DIRECTIONS:
Copy the records word for word, starting at the line that contains "Kindly give the mask of every instance of the rocky" and continuing through the end of the records, with both of those lines included.

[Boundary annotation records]
● ● ● ● ● ● ●

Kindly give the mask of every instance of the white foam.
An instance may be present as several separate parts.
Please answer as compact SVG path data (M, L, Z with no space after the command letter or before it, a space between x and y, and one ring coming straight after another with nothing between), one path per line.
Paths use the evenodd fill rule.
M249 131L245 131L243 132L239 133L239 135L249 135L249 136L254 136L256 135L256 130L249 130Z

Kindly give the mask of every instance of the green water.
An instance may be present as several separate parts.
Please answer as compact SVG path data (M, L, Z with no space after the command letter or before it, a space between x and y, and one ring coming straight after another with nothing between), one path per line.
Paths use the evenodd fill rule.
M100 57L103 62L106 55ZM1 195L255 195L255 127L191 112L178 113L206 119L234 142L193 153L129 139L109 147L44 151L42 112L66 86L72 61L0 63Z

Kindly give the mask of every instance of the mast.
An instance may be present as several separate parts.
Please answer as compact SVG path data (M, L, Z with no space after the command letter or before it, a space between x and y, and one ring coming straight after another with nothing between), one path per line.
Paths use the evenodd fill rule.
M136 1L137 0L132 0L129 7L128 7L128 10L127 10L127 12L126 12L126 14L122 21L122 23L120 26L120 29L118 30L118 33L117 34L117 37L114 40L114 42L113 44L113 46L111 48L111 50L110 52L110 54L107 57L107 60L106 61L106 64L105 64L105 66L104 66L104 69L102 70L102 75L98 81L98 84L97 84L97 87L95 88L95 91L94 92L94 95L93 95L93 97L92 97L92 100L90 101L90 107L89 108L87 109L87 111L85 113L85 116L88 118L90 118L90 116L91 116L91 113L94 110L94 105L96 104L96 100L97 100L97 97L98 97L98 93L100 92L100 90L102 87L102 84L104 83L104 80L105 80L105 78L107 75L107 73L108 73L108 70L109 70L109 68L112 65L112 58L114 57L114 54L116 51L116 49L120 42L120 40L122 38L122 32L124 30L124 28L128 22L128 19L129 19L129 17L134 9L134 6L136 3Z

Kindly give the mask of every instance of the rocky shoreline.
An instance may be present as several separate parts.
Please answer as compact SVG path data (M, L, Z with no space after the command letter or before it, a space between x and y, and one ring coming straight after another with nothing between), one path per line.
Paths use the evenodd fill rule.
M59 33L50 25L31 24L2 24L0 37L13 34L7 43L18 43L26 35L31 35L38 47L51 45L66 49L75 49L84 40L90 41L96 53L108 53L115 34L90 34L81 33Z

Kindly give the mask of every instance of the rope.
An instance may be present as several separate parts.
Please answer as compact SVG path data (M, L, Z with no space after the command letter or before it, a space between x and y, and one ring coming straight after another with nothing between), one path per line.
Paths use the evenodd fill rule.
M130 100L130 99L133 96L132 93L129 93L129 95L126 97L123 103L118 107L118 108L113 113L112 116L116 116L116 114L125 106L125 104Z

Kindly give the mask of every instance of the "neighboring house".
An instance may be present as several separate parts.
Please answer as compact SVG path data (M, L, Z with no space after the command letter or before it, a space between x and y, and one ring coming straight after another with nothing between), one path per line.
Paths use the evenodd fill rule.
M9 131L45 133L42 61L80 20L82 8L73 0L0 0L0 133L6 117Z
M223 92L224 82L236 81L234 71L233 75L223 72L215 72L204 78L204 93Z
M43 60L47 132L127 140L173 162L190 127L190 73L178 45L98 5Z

● ● ● ● ● ● ●

TASK RESPONSE:
Kindly give the mask of every instance of the rocky shoreline.
An instance may be present as several separate parts.
Please answer as compact SVG path data (M, L, Z with no space after the command letter or before it, a space between x and y, and one ring coming straight after another with nothing between), one path per line.
Paths use the evenodd fill rule.
M59 33L50 25L31 24L2 24L0 37L13 34L7 43L18 43L26 35L31 35L38 47L51 45L66 49L75 49L84 40L90 41L96 53L108 53L115 34L90 34L81 33Z

Kindly give the mask of every instance of the rope.
An instance may be present as several separate parts.
Please answer as compact SVG path data (M, L, Z with no space after the command letter or before it, a space between x and y, and one ring coming straight after another with nothing between), one path per line.
Paths use the evenodd fill rule.
M130 100L130 99L133 96L132 93L129 93L129 95L126 97L123 103L118 107L118 108L113 113L112 116L116 116L116 114L125 106L125 104Z

Kindly give the mask of every instance of the "neighboring house".
An instance may be present as several separate parts.
Please answer as compact SVG path data (M, L, Z with no space after the command letter or before it, a space between x and y, and one ring coming straight after another with nothing between), one path per line.
Paths use the evenodd fill rule.
M9 131L45 133L42 61L80 20L82 8L73 0L0 0L0 133L6 117Z
M223 92L224 82L236 81L234 71L233 75L223 72L215 72L204 78L204 93Z
M43 60L47 132L127 140L173 162L190 127L190 73L178 45L98 5Z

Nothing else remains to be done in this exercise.